WORK REQUIRED:
What is needed is an exact copy of every record below.

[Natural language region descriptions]
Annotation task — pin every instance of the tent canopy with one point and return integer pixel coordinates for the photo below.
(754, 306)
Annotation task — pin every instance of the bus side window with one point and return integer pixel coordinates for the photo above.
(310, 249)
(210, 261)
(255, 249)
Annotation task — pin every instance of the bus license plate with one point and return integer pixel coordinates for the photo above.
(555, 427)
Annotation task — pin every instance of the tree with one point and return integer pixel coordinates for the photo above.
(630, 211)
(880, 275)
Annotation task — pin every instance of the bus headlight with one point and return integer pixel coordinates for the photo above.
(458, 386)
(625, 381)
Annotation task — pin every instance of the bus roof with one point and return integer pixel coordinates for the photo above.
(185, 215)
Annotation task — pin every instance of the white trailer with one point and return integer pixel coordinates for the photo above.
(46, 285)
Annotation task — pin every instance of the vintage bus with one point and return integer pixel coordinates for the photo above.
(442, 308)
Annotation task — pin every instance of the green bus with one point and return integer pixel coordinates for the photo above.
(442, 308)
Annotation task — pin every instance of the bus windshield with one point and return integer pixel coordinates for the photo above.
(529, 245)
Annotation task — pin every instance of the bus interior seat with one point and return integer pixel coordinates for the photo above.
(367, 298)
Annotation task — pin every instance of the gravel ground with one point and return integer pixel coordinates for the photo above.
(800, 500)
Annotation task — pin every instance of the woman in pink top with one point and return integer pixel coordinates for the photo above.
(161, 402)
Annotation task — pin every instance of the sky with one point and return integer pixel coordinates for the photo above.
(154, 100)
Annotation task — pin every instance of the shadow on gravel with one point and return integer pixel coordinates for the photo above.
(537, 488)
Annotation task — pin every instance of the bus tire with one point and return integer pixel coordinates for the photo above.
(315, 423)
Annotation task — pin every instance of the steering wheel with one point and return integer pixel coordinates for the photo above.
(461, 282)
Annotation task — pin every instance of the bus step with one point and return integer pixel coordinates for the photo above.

EXPECTED ANSWER:
Annotation task — pin every instance of the tent canopy with one point and return integer pixel coordinates for the photo below.
(754, 306)
Annotation task — pin every instance of the bus side window with one point and return integer pixel coordinates for the photo above.
(310, 249)
(210, 261)
(255, 249)
Annotation task — pin every instance of the bus license plate with one point and return integer pixel coordinates for the photo above.
(555, 427)
Annotation task — pin every instance of the tree with one point and return integer pixel coordinates for the photo above.
(630, 211)
(880, 275)
Annotation task — pin every instance of the bus headlight with one point and return integer pixel coordinates for the photo above.
(458, 386)
(625, 381)
Annotation task — pin every instance of the bus roof with one point and return integer pixel coordinates for the photo above.
(185, 215)
Annotation task — pin every instance of the white trailer with one point and return integer pixel coordinates for the photo above.
(46, 285)
Annotation task — pin every instance of the vintage bus with one point and return integer pixel coordinates for the photo above.
(442, 308)
Annotation task — pin every instance of the green bus with one point and return integer pixel coordinates for the photo above.
(442, 308)
Annotation task — pin every instance of the bus windshield with one point and return integer pixel coordinates for the photo above.
(529, 245)
Annotation task — pin every instance of the bus interior seat with one point and return integer pixel coordinates for the photo above.
(367, 298)
Annotation task — pin every instance of the gravel ground with one point and return integer pixel coordinates for the photo above.
(800, 500)
Annotation task — pin every instance of the woman in pink top with one point and return integer pixel coordinates for the photo above.
(161, 402)
Annotation task — pin every instance of the sky with one point and return integer pixel coordinates for the photo above.
(154, 100)
Annotation task — pin every instance of the shadow on gravel with one point and return integer pixel coordinates for the photo above.
(537, 488)
Annotation task — pin every instance of the bus tire with one point and return integer pixel coordinates for the photo above.
(315, 423)
Annotation task — pin every instance of the steering wheel with one point and return integer pixel coordinates for the photo above.
(461, 282)
Annotation task — pin every instance of the bus step with one point and return integer pixel coordinates for the photo above.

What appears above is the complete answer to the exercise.